# Exercise goal
Wherever the line with "Target: black vertical wall trim" sits in the listing below, transcribe from it up to and including the line with "Where can the black rain", exactly, and leave the remaining lines out.

# Exercise input
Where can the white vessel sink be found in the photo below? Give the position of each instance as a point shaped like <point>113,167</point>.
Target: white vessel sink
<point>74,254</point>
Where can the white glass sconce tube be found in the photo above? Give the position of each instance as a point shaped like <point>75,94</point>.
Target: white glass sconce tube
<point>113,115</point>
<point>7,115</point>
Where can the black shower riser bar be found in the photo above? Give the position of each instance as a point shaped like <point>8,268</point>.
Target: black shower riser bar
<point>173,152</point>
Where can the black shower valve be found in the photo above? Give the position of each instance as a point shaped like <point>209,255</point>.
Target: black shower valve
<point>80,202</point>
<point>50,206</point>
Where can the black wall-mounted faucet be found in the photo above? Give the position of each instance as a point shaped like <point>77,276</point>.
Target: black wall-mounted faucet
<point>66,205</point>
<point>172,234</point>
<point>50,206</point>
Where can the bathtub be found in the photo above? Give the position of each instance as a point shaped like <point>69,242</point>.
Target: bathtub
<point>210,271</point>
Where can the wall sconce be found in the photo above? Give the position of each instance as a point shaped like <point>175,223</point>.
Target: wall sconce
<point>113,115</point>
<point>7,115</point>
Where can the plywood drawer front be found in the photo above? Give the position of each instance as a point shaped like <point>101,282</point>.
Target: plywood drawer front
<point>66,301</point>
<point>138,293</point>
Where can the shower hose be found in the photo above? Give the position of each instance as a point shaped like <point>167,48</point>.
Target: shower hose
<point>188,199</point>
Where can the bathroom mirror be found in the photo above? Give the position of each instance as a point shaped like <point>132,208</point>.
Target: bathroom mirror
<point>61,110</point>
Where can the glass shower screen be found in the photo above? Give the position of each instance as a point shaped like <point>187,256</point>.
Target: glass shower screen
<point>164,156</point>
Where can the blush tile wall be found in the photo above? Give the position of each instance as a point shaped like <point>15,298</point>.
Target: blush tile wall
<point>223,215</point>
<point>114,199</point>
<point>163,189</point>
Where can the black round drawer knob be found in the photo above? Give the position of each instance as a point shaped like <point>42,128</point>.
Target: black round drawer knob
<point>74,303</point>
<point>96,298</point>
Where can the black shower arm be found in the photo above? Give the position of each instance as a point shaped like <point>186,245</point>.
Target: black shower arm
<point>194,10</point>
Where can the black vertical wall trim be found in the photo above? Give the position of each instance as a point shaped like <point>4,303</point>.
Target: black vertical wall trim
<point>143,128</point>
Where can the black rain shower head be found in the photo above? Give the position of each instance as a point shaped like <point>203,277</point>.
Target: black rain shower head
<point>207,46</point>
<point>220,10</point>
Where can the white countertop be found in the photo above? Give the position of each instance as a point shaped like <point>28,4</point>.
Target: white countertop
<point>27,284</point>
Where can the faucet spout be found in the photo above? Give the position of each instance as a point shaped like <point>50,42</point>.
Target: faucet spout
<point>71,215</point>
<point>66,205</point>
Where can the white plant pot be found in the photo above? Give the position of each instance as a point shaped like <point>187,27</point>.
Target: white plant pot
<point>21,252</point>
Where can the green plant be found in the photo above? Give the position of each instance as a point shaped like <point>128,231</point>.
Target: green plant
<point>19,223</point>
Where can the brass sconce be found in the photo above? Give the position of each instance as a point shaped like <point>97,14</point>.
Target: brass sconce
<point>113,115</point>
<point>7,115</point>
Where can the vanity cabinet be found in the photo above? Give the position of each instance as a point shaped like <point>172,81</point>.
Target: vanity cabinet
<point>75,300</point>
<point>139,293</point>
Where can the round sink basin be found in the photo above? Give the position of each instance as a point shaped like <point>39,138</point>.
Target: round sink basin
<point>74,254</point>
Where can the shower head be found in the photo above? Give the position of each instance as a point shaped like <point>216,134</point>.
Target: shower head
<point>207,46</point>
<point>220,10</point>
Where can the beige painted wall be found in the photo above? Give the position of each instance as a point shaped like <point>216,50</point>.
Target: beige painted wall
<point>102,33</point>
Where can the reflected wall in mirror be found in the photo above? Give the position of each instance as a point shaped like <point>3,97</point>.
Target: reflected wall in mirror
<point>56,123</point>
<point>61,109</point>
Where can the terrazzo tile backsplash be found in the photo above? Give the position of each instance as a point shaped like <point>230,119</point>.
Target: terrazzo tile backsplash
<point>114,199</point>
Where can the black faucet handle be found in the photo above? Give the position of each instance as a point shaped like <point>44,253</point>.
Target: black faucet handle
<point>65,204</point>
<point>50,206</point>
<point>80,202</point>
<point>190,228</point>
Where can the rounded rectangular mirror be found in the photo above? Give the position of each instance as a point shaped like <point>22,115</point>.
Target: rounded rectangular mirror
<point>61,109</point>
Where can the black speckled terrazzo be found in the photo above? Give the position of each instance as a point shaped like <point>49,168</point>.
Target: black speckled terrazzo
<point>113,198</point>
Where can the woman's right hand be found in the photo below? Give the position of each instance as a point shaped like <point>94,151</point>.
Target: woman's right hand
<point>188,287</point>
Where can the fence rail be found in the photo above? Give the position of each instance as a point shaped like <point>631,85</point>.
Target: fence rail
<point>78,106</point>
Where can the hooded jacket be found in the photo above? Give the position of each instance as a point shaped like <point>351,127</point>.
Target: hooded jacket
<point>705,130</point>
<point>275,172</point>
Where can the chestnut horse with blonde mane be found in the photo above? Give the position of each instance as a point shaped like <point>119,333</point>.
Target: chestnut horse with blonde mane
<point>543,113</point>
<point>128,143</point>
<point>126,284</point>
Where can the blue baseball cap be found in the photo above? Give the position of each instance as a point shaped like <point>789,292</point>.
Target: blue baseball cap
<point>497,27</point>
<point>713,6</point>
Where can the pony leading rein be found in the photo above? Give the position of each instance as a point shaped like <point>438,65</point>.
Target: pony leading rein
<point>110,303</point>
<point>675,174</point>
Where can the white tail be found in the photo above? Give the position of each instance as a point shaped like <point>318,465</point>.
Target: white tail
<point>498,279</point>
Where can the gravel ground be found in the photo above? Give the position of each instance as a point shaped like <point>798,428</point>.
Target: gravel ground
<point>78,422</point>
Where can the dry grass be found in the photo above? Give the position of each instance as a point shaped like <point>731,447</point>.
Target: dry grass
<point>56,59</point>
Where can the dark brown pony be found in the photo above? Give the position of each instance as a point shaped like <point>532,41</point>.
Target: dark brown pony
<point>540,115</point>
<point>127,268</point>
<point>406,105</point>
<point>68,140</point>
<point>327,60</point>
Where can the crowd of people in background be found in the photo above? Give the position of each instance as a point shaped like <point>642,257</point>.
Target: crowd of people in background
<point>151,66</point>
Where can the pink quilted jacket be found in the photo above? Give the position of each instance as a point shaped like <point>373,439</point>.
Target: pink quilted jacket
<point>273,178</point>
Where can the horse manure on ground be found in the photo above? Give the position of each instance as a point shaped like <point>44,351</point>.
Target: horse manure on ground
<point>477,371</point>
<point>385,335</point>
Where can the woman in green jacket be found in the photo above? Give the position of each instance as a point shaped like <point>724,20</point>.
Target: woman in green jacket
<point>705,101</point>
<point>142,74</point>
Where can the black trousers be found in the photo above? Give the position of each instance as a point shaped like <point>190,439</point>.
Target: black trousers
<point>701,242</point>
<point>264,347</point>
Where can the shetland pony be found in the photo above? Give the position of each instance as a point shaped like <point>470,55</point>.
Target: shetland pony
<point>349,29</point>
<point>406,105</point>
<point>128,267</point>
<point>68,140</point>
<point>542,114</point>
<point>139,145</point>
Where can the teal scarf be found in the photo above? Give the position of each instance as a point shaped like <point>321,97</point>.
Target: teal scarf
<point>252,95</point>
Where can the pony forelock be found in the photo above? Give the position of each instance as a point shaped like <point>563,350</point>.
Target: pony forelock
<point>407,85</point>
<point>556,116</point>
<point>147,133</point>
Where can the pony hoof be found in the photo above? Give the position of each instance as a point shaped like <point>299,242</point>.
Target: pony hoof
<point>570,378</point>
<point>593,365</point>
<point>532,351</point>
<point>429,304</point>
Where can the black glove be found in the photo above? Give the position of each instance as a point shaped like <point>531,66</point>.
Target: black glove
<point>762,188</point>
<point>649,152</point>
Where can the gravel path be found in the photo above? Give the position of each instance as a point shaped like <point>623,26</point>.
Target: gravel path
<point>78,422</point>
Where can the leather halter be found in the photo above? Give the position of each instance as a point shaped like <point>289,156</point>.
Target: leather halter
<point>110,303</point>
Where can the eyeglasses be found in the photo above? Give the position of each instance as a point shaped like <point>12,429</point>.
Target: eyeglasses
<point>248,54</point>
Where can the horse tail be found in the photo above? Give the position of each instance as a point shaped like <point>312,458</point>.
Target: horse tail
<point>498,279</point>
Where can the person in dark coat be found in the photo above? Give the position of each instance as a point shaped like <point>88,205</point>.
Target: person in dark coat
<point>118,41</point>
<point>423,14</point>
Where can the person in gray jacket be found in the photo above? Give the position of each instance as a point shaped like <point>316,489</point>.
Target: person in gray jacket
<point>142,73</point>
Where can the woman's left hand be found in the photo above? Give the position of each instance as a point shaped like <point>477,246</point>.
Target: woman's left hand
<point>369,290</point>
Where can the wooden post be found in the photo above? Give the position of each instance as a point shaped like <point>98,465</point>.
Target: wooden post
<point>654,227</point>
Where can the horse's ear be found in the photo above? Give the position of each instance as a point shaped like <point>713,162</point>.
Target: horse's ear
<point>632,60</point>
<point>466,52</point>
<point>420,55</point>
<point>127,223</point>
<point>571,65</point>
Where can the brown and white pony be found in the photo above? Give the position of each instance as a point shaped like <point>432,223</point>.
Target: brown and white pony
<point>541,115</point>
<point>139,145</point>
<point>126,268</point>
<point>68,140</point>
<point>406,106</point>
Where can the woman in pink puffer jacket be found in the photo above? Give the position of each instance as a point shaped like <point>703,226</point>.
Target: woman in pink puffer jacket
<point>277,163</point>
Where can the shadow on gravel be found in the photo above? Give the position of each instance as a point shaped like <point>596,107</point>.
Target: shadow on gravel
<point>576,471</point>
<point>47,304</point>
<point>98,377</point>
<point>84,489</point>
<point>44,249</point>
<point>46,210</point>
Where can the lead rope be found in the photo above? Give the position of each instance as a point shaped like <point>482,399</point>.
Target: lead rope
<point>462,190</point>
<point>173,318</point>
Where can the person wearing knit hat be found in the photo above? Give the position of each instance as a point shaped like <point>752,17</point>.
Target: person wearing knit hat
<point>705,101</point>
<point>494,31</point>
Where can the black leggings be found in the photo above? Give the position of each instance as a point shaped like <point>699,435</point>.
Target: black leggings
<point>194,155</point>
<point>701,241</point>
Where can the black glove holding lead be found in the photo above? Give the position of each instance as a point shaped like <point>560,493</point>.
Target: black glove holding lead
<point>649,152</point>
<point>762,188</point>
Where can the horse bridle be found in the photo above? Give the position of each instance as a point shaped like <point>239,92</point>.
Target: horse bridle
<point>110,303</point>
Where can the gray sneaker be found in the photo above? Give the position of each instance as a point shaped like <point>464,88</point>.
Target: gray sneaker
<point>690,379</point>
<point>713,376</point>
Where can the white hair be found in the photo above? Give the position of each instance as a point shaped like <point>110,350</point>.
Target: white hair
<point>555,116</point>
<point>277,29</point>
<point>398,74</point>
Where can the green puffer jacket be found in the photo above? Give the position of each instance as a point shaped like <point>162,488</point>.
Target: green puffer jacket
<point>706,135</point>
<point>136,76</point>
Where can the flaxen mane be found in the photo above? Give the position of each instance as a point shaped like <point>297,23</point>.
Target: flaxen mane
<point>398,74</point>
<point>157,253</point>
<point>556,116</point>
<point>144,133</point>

# Written answer
Target: black vertical wall trim
<point>143,128</point>
Where can the black rain shower head be found in the photo above? Give the position of each instance as a point shaped like <point>203,277</point>.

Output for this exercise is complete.